[Saved entries]
□ □ □ □

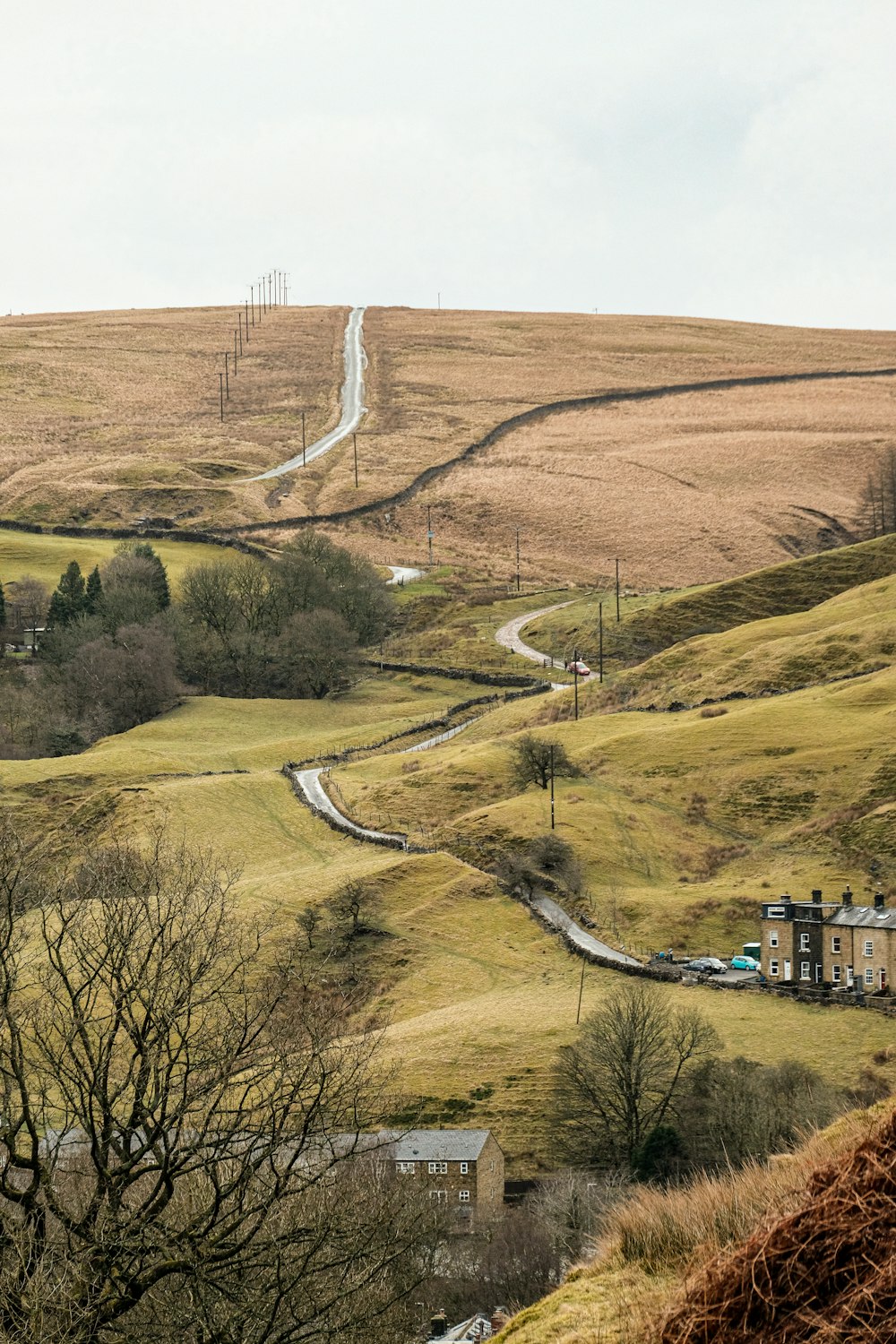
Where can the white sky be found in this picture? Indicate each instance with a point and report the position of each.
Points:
(716, 158)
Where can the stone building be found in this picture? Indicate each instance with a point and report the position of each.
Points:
(461, 1168)
(834, 943)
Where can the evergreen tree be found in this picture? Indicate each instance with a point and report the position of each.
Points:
(93, 593)
(70, 597)
(160, 580)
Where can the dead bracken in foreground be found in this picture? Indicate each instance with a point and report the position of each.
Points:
(825, 1273)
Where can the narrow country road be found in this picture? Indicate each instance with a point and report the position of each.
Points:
(351, 398)
(309, 781)
(557, 918)
(509, 634)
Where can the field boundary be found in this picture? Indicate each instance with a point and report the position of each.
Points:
(543, 411)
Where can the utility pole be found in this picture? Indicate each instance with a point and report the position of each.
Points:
(575, 682)
(599, 642)
(578, 1012)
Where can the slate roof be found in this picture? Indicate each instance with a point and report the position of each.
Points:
(452, 1145)
(863, 917)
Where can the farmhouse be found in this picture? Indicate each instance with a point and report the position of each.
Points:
(461, 1168)
(833, 943)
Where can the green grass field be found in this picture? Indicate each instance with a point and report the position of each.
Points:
(45, 556)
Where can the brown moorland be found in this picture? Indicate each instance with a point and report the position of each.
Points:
(112, 416)
(108, 417)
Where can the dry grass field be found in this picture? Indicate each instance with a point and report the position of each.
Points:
(109, 417)
(115, 416)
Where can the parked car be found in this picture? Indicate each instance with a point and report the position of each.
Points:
(705, 965)
(745, 964)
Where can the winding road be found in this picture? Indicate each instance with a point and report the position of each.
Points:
(351, 400)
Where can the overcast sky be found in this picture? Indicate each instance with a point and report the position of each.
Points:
(716, 158)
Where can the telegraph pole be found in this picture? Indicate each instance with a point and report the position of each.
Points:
(578, 1012)
(575, 682)
(599, 642)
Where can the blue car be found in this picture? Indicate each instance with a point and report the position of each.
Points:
(745, 964)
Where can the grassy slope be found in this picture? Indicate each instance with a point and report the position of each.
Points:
(46, 556)
(657, 623)
(653, 1244)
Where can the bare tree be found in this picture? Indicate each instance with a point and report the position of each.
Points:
(621, 1080)
(530, 757)
(179, 1118)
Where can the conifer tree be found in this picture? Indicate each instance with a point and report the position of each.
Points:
(70, 597)
(93, 593)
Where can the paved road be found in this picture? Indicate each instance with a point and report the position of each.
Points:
(555, 916)
(309, 782)
(351, 398)
(403, 574)
(509, 634)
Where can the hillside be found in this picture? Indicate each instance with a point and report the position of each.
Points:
(110, 417)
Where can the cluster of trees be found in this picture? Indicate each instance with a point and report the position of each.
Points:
(179, 1118)
(877, 502)
(643, 1090)
(116, 650)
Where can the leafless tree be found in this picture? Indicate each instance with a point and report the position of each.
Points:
(622, 1077)
(179, 1118)
(532, 761)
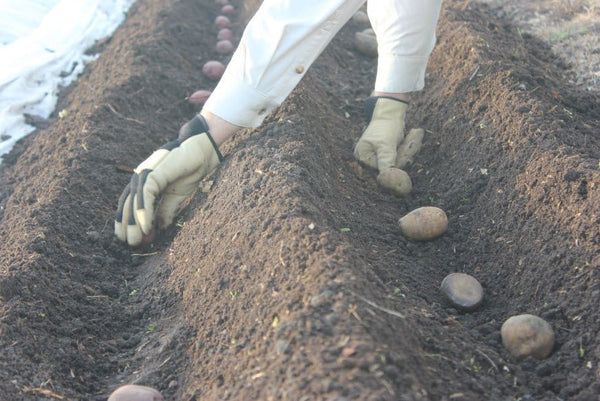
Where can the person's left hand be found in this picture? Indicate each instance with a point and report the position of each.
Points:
(163, 181)
(377, 146)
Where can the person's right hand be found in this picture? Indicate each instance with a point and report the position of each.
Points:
(163, 181)
(377, 146)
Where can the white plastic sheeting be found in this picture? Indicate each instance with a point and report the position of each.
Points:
(42, 48)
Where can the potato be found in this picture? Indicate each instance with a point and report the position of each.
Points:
(147, 239)
(225, 34)
(228, 9)
(365, 43)
(222, 22)
(224, 46)
(395, 181)
(213, 69)
(463, 291)
(424, 223)
(133, 392)
(527, 335)
(409, 147)
(199, 97)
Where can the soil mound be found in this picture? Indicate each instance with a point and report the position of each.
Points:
(287, 277)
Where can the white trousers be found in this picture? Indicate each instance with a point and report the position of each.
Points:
(285, 37)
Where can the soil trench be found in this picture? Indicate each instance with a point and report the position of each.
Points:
(287, 277)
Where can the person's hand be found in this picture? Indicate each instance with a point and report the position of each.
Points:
(377, 147)
(163, 181)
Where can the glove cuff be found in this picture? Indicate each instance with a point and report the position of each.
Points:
(195, 126)
(370, 103)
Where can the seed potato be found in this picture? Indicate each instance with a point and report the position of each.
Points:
(222, 22)
(395, 181)
(199, 97)
(133, 392)
(224, 46)
(424, 223)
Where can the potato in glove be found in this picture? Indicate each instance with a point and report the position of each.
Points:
(379, 142)
(164, 180)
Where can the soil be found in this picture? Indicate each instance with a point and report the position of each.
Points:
(287, 278)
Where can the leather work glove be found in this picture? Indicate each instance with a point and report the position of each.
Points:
(169, 176)
(378, 144)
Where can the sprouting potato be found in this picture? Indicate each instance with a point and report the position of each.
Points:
(424, 223)
(409, 147)
(224, 46)
(395, 181)
(200, 96)
(134, 392)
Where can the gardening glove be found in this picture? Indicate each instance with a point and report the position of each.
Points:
(378, 144)
(170, 175)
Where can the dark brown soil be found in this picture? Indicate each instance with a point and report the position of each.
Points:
(289, 279)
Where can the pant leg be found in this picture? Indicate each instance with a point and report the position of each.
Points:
(405, 31)
(277, 47)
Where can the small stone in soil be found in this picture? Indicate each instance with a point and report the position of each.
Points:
(527, 335)
(462, 291)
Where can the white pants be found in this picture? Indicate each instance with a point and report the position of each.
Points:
(285, 37)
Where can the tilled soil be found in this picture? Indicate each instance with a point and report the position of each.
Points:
(287, 277)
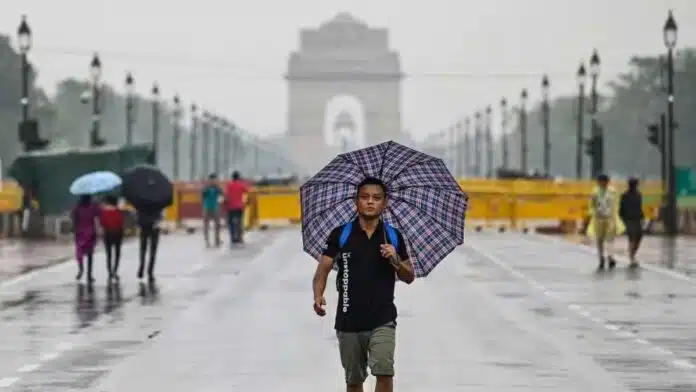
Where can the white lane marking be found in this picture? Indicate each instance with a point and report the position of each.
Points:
(66, 346)
(684, 364)
(678, 362)
(623, 259)
(29, 368)
(8, 381)
(49, 356)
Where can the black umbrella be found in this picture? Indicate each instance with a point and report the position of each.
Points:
(147, 187)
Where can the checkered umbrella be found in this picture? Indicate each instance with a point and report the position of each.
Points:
(425, 202)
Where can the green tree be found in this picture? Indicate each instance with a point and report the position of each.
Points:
(636, 100)
(10, 93)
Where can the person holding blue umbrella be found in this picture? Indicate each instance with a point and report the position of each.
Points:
(86, 214)
(375, 215)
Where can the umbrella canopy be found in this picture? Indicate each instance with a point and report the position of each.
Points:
(147, 187)
(95, 182)
(424, 201)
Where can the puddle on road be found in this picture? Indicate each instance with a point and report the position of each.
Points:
(511, 295)
(544, 311)
(510, 365)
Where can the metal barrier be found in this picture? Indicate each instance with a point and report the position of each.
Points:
(508, 203)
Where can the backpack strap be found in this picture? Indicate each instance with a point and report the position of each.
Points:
(391, 233)
(345, 233)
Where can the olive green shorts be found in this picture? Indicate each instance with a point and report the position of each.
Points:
(370, 348)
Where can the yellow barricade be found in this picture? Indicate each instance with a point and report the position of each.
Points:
(509, 201)
(10, 197)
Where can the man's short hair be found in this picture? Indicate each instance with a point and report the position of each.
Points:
(371, 181)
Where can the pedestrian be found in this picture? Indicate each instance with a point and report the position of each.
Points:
(149, 220)
(370, 253)
(210, 197)
(112, 221)
(236, 193)
(605, 223)
(84, 219)
(631, 212)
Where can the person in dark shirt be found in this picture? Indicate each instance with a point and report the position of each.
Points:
(631, 212)
(368, 266)
(148, 222)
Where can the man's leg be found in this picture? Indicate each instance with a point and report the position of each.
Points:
(206, 226)
(381, 356)
(600, 234)
(240, 226)
(353, 349)
(144, 239)
(216, 223)
(230, 225)
(609, 247)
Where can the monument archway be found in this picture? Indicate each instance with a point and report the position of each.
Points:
(344, 57)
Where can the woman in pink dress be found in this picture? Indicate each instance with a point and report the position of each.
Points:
(84, 217)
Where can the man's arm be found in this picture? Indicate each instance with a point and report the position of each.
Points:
(401, 263)
(321, 275)
(404, 270)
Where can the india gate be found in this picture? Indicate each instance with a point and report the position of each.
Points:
(344, 91)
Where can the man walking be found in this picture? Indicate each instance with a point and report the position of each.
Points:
(235, 196)
(605, 223)
(210, 196)
(371, 256)
(631, 212)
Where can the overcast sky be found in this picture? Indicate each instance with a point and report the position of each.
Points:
(229, 55)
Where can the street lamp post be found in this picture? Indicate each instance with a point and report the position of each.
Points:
(503, 131)
(95, 71)
(176, 128)
(217, 126)
(546, 123)
(205, 156)
(523, 131)
(489, 143)
(155, 121)
(597, 139)
(582, 79)
(460, 152)
(670, 40)
(467, 146)
(226, 149)
(25, 41)
(452, 148)
(193, 146)
(130, 93)
(477, 144)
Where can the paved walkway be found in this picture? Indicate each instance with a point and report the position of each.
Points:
(507, 313)
(19, 256)
(677, 254)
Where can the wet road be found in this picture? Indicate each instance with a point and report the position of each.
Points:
(57, 335)
(508, 312)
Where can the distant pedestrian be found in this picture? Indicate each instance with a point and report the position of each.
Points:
(605, 223)
(631, 212)
(84, 218)
(112, 221)
(371, 256)
(210, 197)
(149, 220)
(236, 193)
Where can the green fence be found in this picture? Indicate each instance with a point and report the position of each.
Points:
(49, 173)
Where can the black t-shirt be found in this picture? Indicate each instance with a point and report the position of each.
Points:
(365, 279)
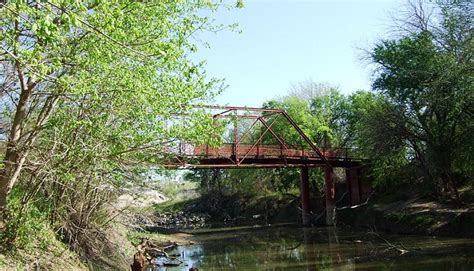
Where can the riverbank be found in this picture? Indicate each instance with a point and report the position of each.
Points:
(413, 214)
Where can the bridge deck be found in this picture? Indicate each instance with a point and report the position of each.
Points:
(232, 156)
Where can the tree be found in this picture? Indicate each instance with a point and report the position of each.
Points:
(425, 79)
(89, 72)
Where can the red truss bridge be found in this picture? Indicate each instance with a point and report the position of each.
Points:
(256, 138)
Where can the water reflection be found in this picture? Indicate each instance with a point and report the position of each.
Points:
(284, 248)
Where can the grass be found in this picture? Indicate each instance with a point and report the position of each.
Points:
(172, 206)
(417, 220)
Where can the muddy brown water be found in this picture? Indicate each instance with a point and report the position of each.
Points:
(294, 248)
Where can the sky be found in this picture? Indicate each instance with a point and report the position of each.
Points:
(282, 42)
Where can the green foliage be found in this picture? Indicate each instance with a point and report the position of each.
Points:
(102, 83)
(422, 114)
(27, 227)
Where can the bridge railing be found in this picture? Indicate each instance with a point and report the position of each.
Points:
(259, 150)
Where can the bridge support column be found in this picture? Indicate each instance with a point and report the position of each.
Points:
(304, 194)
(330, 196)
(353, 182)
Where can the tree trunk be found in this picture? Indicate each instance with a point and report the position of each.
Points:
(8, 176)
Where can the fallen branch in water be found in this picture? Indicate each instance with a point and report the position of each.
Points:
(359, 205)
(401, 249)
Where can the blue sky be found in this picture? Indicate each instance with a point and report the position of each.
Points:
(283, 42)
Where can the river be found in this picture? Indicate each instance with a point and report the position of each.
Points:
(294, 248)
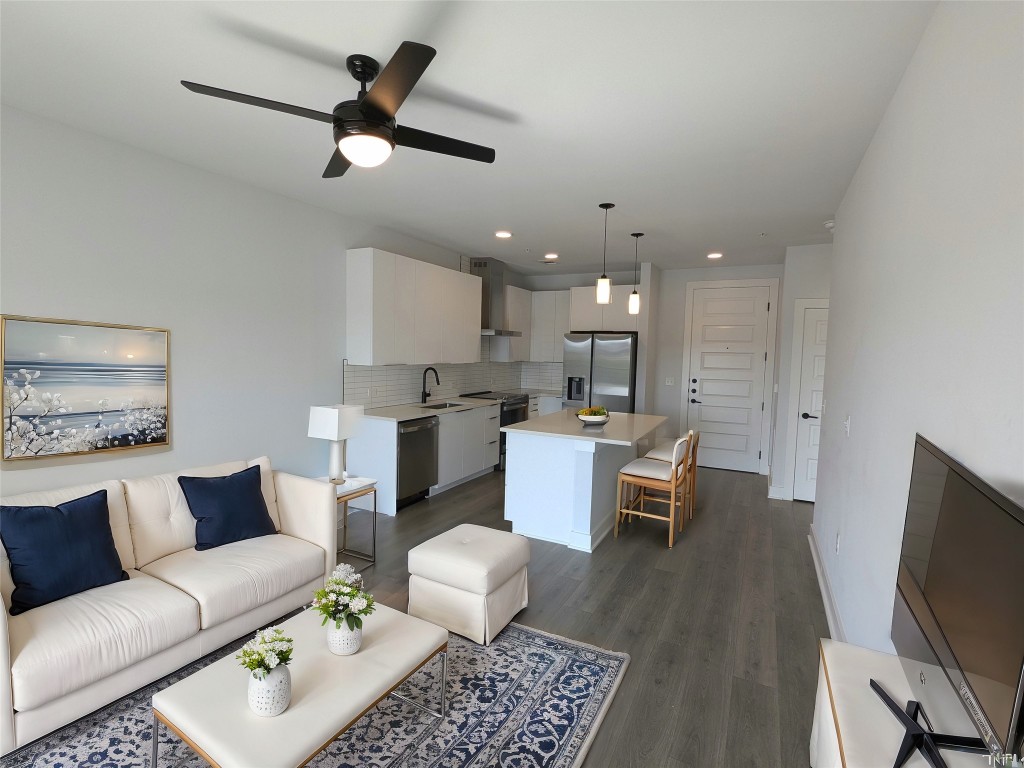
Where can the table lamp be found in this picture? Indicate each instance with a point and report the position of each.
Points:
(335, 423)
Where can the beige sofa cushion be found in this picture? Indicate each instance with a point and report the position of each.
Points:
(228, 581)
(115, 505)
(158, 512)
(68, 644)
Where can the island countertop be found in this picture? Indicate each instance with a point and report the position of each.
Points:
(622, 429)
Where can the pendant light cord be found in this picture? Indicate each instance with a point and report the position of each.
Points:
(604, 257)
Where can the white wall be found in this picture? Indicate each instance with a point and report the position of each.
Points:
(247, 281)
(671, 318)
(806, 275)
(926, 314)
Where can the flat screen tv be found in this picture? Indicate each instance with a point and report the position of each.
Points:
(958, 612)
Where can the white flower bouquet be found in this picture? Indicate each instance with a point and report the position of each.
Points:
(268, 649)
(342, 599)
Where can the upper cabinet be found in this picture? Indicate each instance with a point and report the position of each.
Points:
(587, 314)
(549, 323)
(400, 310)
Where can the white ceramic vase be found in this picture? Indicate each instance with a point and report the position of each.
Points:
(270, 696)
(343, 642)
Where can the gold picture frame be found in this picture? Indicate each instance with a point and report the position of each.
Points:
(75, 387)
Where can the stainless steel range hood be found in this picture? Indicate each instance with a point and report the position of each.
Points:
(493, 304)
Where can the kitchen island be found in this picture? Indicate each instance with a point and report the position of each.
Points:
(560, 476)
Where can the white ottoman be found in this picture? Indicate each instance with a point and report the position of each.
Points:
(470, 580)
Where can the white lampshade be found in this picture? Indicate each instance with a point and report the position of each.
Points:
(334, 422)
(634, 305)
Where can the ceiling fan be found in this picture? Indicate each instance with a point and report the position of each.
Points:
(365, 128)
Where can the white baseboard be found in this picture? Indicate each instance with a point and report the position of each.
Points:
(832, 610)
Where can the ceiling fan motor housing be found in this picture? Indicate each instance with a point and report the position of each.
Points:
(350, 119)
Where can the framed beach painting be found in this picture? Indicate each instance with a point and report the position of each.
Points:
(73, 388)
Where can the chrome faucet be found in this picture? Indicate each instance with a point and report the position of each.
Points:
(424, 394)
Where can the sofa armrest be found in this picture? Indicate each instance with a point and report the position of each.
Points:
(308, 510)
(7, 737)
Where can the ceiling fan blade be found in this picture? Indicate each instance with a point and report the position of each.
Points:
(338, 165)
(417, 139)
(396, 80)
(257, 101)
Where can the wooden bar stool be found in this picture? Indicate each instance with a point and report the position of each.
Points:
(664, 453)
(641, 475)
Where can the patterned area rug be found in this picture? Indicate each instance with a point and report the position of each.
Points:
(528, 699)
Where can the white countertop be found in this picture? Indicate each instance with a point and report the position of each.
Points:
(415, 411)
(622, 429)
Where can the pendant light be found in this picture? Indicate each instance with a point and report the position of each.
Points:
(604, 282)
(634, 305)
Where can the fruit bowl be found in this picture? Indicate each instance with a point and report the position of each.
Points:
(593, 419)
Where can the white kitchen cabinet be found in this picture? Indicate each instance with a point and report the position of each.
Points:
(400, 310)
(542, 328)
(587, 314)
(549, 323)
(450, 448)
(460, 315)
(467, 443)
(429, 316)
(492, 435)
(562, 325)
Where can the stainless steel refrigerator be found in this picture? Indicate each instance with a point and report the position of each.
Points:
(599, 370)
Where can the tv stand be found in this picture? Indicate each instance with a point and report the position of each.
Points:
(918, 738)
(851, 729)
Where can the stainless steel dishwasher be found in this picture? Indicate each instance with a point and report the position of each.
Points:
(417, 459)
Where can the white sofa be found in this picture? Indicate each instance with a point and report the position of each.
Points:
(64, 659)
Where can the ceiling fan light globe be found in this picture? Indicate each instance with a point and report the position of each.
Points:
(365, 150)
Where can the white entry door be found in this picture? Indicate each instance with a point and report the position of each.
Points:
(725, 391)
(812, 378)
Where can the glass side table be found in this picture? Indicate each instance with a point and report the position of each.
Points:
(355, 487)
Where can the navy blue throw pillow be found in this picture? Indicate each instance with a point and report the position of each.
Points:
(58, 551)
(227, 509)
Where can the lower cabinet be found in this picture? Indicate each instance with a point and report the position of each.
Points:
(467, 443)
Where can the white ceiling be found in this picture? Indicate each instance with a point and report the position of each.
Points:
(708, 123)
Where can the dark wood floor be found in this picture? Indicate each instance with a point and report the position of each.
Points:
(722, 630)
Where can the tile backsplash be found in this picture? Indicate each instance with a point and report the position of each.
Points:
(374, 386)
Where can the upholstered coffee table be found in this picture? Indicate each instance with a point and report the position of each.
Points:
(210, 711)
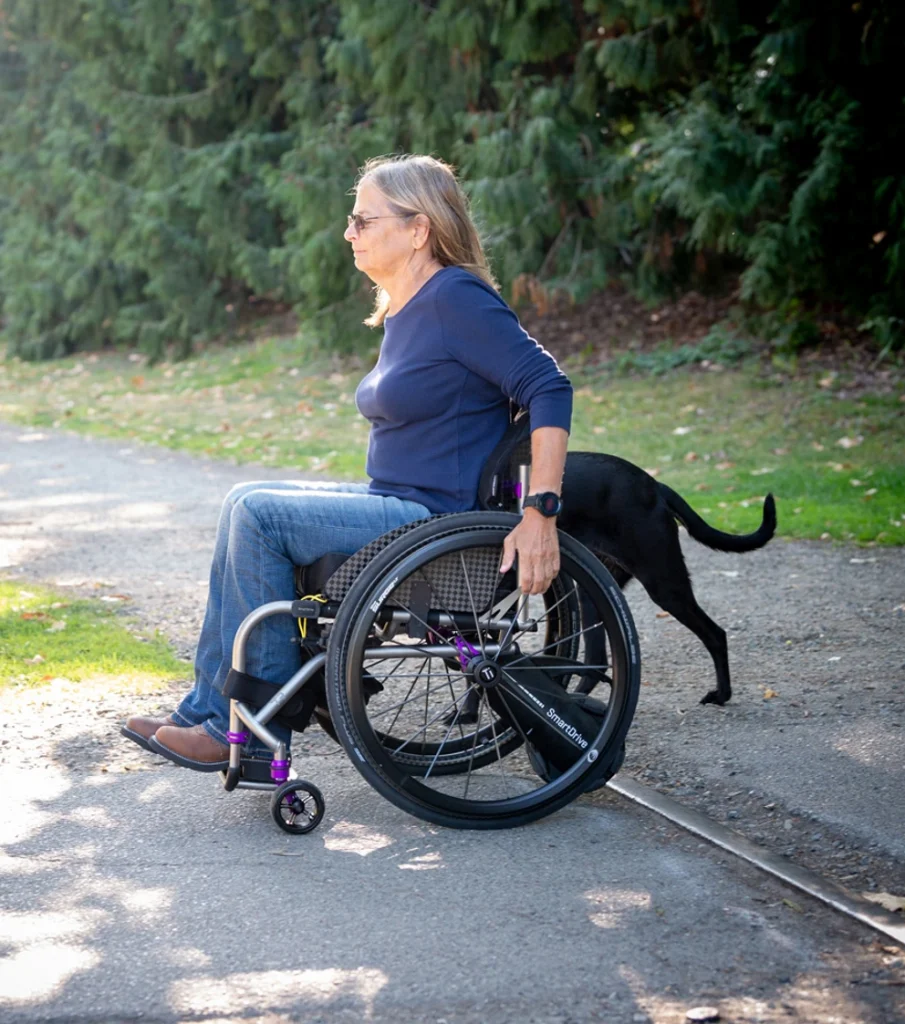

□ □ □ □

■ Task requirements
Each line of the data that has the string "pedestrian" should be returned.

■ Exercise answer
Where can the pedestrian be found in this picture? Indicate each instance with a point and report the position of each.
Where can the distant pedestrian be found in this picture? Indicate each instance with a point and report the position of each.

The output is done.